*Quoted text*.

>> BEGIN

SE: In the past, coverage was well contained in that it talked about functionality at the block level. Today, it includes the system level, but new markets such as automotive are redefining what coverage means. How do we get our hands around the problem of defining when you can tape out a chip?

Ashar: We have discussed ways to narrow the scope of the problem and it has to happen along multiple dimensions — the application perspective, the implementation perspective, which means the types of failures that can happen in the context of an SoC, and the what can be solved analytically. At the lower level we have assertions to guide things, and these provide a Coverage metric. At the system level, you have to have some sort of description of the system, which can serve as a benchmark for how much coverage you are getting in terms of testing the implementation. The analog for assertions at the system level is an abstract behavioral description of the functionality, which could be a protocol or an end-to-end system functionality. Then you can measure the RTL simulation against that.

Foster: You are defining a decomposition to the problem where you are focusing on the IPs but not refocusing on that at the next level. Whatever I used to convince myself that there was low risk at that level, be it formal or some other technique, are fairly well understood. It becomes fuzzier from this point on.

Vivolo: You raise the levels of abstraction as you go up the chain. In order to deal with the scalability issue you focus on coverage at the lower level — how well have I tested a particular design. As you move up, everyone wants to measure coverage, but one way of approaching it is to ask, ‘Do I see anything I didn’t cover earlier?’ You put a shell around the design that says: here is the state space as defined by what I tested. Now at the SoC level, do I ever see a case where I step outside of the known good state space?

Foster: But that is not how verification is done at the SoC level. It is purely use-case driven, and that is where you run into the problem of identifying which use-cases are missing. That is all software driven. The focus is on, ‘Is this doing what it is supposed to do as a system?’

Tu: You have to abstract something, because at the application level there is an intent for the SoC. So what is the intent of the application?

>> END

*Set of tasks*.
**1.** In the coverage discussion, what does Ashar say provides a coverage metric at the lower level?
**2.** Using the reason Vivolo gives in the coverage discussion, explain why coverage is focused at the lower level.
**3.** Write out the portion of the coverage discussion between "Ashar: We have" and "simulation against that.", inclusive.
The data that come next are separate from the coverage discussion.

*Object point labels*.
>> BEGIN

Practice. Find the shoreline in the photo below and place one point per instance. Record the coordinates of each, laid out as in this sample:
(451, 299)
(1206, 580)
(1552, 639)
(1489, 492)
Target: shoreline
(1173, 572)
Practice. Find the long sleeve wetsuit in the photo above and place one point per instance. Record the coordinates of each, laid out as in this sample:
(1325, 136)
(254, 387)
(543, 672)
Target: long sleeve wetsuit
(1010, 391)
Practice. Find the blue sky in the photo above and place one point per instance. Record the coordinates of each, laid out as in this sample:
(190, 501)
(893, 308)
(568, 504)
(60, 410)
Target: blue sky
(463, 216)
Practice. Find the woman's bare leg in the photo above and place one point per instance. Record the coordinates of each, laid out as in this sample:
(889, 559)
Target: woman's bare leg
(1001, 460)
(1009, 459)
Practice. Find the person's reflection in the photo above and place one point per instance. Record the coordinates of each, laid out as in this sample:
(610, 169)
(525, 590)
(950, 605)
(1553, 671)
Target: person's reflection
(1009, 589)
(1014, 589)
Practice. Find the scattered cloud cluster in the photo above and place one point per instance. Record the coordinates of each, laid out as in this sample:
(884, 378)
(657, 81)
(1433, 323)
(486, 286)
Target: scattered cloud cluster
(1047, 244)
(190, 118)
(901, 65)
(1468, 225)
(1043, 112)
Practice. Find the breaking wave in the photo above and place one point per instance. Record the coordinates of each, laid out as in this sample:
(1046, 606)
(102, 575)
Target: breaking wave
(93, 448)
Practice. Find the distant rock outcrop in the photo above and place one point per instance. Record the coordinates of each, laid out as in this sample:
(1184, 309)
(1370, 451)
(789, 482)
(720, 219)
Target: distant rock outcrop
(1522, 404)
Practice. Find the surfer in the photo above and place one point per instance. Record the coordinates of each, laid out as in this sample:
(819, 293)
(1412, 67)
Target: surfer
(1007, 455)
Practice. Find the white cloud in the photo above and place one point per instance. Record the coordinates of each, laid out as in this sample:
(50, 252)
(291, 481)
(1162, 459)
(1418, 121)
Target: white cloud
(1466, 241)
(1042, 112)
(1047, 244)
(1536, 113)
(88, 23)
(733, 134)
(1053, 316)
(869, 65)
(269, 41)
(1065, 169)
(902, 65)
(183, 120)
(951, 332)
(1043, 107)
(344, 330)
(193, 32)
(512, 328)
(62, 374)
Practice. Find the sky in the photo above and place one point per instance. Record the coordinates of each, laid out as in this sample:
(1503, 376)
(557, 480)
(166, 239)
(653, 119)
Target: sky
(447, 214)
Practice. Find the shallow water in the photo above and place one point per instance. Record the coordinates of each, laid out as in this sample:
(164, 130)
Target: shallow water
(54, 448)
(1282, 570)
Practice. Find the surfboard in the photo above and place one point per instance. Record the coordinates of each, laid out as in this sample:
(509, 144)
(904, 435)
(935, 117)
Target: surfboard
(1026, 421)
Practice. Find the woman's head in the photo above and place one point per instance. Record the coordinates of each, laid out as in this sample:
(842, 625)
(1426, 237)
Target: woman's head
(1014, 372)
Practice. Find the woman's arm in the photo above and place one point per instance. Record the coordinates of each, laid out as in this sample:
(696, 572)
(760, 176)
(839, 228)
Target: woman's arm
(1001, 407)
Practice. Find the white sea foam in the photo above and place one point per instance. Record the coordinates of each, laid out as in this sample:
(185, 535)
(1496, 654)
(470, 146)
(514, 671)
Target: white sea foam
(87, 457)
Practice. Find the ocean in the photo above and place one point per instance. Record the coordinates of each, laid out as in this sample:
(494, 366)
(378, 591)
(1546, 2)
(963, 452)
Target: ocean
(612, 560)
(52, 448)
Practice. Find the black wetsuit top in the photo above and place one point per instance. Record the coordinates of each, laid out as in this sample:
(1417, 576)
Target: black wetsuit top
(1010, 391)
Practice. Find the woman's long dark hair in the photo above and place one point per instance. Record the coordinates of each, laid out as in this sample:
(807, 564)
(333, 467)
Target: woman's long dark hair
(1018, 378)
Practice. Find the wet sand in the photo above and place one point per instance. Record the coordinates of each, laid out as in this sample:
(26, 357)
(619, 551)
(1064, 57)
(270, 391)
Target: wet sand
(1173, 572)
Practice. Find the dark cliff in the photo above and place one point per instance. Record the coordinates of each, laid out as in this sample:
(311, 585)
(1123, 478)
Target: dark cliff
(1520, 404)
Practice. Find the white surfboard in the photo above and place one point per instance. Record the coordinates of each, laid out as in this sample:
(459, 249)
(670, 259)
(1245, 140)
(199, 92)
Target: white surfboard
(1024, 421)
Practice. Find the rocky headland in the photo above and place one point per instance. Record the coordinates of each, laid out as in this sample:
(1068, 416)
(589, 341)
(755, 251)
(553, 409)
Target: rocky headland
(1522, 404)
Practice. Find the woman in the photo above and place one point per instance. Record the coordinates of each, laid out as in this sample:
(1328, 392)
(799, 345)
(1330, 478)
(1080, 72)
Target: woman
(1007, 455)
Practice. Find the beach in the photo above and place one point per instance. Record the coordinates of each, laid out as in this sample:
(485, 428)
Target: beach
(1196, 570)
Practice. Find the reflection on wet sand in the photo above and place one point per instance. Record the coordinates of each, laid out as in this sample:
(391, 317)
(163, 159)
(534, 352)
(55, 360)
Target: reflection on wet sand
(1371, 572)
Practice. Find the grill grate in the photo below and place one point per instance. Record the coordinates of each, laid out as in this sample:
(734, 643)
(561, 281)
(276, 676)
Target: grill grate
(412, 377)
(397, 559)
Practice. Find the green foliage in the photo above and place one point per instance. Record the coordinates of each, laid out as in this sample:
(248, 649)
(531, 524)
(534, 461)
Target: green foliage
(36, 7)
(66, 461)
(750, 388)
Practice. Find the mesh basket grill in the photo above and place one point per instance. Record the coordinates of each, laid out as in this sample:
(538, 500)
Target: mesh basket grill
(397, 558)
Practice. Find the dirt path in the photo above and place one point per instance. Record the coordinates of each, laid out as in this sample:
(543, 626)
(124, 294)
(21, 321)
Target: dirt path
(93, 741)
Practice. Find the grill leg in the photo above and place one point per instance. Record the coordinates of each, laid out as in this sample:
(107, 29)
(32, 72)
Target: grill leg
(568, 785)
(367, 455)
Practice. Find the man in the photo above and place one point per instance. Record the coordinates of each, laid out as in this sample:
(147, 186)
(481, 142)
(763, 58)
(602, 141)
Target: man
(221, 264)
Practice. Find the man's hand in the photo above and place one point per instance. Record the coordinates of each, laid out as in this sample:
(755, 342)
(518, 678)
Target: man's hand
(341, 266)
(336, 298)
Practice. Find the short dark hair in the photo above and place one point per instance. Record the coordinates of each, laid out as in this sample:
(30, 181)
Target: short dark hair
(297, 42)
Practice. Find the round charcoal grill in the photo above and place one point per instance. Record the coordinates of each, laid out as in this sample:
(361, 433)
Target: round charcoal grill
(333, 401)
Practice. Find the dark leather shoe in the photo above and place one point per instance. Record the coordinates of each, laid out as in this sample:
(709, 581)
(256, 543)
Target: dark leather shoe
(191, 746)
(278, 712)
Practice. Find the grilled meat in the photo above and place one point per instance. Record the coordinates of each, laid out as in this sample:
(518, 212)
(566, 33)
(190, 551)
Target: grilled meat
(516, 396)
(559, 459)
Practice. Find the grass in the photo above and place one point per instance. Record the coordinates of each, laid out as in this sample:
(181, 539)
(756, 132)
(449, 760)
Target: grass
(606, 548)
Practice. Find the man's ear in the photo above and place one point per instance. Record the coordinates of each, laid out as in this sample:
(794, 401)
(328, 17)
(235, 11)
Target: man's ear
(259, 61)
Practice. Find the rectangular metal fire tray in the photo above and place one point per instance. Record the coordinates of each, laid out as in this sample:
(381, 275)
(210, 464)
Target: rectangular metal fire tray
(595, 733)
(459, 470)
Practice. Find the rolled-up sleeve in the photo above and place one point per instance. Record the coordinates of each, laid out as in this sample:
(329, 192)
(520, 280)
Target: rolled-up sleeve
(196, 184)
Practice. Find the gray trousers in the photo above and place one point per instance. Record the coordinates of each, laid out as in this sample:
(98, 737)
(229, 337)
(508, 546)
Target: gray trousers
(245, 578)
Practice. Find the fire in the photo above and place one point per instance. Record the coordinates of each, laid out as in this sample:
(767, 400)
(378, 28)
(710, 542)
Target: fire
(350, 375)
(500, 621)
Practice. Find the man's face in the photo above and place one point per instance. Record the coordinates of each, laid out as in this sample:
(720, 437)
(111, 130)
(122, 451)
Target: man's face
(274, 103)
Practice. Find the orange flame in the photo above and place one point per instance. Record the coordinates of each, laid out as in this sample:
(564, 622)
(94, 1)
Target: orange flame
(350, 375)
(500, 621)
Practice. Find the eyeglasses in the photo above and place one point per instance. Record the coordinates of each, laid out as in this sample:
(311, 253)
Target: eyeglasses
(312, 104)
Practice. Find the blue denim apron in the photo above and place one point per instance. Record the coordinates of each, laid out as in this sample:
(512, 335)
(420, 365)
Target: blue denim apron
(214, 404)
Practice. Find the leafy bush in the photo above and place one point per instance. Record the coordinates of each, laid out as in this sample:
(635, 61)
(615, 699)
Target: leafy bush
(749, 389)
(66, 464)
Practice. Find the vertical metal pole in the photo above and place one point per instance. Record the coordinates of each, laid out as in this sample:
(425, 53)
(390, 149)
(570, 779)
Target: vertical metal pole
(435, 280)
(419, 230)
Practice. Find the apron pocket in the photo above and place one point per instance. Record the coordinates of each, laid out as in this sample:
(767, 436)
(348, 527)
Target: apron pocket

>> END

*Per-task answers*.
**1.** Assertions provide a coverage metric at the lower level.

**2.** Vivolo says the focus is on coverage at the lower level, meaning how well a particular design has been tested, in order to deal with the scalability issue. The levels of abstraction are then raised moving up the chain.

**3.**
Ashar: We have discussed ways to narrow the scope of the problem and it has to happen along multiple dimensions — the application perspective, the implementation perspective, which means the types of failures that can happen in the context of an SoC, and the what can be solved analytically. At the lower level we have assertions to guide things, and these provide a Coverage metric. At the system level, you have to have some sort of description of the system, which can serve as a benchmark for how much coverage you are getting in terms of testing the implementation. The analog for assertions at the system level is an abstract behavioral description of the functionality, which could be a protocol or an end-to-end system functionality. Then you can measure the RTL simulation against that.